DIRECTIONS FOR THIS TASK:
Return unchanged every line of the material from its very first line through the line that contains "POLYGON ((194 64, 194", with both of those lines included.

THE INPUT:
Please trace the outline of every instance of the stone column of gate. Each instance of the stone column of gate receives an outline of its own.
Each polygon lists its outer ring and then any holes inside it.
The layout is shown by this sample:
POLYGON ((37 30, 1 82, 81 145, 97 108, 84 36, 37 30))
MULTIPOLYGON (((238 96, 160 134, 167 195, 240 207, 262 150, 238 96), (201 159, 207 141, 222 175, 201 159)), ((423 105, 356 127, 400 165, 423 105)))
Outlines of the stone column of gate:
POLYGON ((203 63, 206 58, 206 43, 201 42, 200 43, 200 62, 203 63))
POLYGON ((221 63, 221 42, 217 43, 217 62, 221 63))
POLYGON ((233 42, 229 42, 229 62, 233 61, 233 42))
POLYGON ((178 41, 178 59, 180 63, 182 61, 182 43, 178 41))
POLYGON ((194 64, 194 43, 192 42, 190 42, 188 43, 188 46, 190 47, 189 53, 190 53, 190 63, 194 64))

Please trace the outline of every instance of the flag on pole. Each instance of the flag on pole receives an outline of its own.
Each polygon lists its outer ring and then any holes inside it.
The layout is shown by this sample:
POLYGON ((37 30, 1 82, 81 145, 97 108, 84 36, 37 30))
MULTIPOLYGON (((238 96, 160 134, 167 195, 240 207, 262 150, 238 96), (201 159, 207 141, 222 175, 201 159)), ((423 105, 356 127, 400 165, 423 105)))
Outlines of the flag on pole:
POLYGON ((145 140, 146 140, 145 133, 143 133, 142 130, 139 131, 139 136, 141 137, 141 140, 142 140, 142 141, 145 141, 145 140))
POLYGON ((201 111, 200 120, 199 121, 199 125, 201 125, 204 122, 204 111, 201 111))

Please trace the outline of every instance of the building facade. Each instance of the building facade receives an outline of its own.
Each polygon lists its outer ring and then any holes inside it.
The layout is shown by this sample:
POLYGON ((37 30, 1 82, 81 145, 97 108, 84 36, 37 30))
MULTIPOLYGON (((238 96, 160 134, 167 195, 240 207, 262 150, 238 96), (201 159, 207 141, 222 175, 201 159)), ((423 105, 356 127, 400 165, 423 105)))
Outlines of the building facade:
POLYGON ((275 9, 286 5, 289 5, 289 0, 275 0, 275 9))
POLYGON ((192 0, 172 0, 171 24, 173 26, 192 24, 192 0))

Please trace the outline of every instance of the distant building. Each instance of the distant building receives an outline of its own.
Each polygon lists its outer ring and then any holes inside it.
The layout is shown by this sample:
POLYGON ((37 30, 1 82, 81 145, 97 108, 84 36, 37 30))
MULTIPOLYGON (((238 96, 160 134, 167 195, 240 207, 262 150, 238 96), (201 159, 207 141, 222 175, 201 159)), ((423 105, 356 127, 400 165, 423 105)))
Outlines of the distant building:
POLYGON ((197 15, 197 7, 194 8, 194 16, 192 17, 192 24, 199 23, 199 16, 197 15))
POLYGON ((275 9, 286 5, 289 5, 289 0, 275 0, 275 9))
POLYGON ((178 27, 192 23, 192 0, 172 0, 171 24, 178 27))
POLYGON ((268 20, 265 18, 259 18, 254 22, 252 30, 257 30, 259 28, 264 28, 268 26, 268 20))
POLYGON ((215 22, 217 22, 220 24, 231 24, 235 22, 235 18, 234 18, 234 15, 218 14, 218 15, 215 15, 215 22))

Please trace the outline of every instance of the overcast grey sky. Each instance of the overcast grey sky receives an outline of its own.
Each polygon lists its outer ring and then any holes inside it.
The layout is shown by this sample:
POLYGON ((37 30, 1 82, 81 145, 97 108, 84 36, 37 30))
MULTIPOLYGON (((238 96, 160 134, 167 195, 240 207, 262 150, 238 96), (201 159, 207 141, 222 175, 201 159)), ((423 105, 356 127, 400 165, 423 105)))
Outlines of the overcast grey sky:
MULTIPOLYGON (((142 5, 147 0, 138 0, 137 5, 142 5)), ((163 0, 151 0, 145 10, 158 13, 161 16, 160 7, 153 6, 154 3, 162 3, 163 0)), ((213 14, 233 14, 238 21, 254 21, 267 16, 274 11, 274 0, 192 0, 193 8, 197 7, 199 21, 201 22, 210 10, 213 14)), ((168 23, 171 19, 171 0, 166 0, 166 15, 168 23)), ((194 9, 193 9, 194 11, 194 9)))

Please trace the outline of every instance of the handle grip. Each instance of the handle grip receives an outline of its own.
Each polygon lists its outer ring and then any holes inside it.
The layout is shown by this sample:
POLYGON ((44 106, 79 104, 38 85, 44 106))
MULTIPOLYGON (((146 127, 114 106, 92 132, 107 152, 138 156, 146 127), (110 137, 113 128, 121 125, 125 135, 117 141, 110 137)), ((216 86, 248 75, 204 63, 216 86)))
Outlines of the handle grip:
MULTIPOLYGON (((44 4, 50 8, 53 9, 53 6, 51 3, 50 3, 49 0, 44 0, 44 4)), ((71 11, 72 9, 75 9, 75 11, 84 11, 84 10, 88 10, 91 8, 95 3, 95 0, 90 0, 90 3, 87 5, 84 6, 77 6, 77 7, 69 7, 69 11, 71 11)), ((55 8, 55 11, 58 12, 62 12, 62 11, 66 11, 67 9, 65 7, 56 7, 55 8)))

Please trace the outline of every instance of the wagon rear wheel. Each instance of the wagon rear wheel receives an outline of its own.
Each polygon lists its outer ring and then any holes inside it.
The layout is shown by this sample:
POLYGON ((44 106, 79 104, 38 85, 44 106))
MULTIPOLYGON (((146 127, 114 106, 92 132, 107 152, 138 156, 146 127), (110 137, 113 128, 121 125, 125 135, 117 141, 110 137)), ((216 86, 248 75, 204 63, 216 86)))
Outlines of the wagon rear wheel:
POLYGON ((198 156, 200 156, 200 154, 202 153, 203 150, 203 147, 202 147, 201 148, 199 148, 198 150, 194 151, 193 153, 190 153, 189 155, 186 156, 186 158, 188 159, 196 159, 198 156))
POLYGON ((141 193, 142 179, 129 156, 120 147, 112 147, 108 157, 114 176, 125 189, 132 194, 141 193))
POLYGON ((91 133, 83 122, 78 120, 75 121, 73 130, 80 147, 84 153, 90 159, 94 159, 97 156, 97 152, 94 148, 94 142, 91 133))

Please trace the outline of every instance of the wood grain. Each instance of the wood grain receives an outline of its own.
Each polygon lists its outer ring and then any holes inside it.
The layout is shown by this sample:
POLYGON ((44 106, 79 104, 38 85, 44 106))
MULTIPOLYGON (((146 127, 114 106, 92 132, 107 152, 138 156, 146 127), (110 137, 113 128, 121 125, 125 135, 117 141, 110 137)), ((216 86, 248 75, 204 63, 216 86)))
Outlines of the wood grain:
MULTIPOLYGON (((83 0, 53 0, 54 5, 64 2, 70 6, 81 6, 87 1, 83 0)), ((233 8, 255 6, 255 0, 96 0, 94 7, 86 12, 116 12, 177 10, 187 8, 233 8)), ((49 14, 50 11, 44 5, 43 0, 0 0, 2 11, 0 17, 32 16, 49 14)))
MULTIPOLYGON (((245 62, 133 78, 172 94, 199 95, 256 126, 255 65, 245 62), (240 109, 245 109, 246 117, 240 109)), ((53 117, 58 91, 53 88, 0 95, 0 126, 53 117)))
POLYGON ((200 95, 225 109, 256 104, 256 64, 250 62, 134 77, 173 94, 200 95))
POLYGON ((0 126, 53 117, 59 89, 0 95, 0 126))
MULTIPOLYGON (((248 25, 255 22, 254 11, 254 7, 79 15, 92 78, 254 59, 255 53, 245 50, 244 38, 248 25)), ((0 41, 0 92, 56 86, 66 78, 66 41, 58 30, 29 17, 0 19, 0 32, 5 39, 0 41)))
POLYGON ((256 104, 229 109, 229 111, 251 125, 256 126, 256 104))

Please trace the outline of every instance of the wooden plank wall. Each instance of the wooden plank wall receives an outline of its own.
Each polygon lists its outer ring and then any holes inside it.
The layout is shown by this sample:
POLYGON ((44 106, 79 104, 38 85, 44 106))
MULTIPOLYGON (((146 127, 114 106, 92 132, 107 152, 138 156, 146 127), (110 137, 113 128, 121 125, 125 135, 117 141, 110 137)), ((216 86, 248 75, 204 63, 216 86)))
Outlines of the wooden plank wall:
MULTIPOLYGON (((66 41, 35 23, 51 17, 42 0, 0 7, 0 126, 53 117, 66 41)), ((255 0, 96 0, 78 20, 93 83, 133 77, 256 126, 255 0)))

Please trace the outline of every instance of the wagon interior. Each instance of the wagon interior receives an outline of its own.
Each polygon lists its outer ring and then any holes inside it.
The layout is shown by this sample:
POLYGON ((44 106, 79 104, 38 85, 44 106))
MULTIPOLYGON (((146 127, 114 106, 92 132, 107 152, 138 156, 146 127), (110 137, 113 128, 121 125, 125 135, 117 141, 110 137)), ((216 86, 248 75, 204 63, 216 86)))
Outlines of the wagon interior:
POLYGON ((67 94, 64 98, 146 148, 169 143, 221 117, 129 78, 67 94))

CORRECT ANSWER:
Please trace the outline of every instance of the stone column of gate. Each instance of the stone column of gate receives an outline of its own.
Each polygon lists its outer ring and then any holes inside it.
The layout is shown by this sample:
POLYGON ((37 30, 1 82, 81 145, 97 108, 84 36, 37 30))
MULTIPOLYGON (((238 96, 160 134, 167 195, 240 207, 262 150, 238 96), (201 159, 207 141, 222 175, 201 159)), ((423 105, 356 127, 400 165, 423 105)))
Outlines of the stone column of gate:
POLYGON ((203 63, 206 58, 206 43, 201 42, 200 43, 200 62, 203 63))
POLYGON ((221 63, 221 42, 217 43, 217 62, 221 63))
POLYGON ((233 42, 229 42, 229 62, 233 61, 233 42))
POLYGON ((178 41, 178 59, 180 63, 182 61, 182 43, 178 41))
POLYGON ((194 64, 194 43, 192 42, 190 42, 188 43, 188 46, 190 47, 189 53, 190 53, 190 63, 194 64))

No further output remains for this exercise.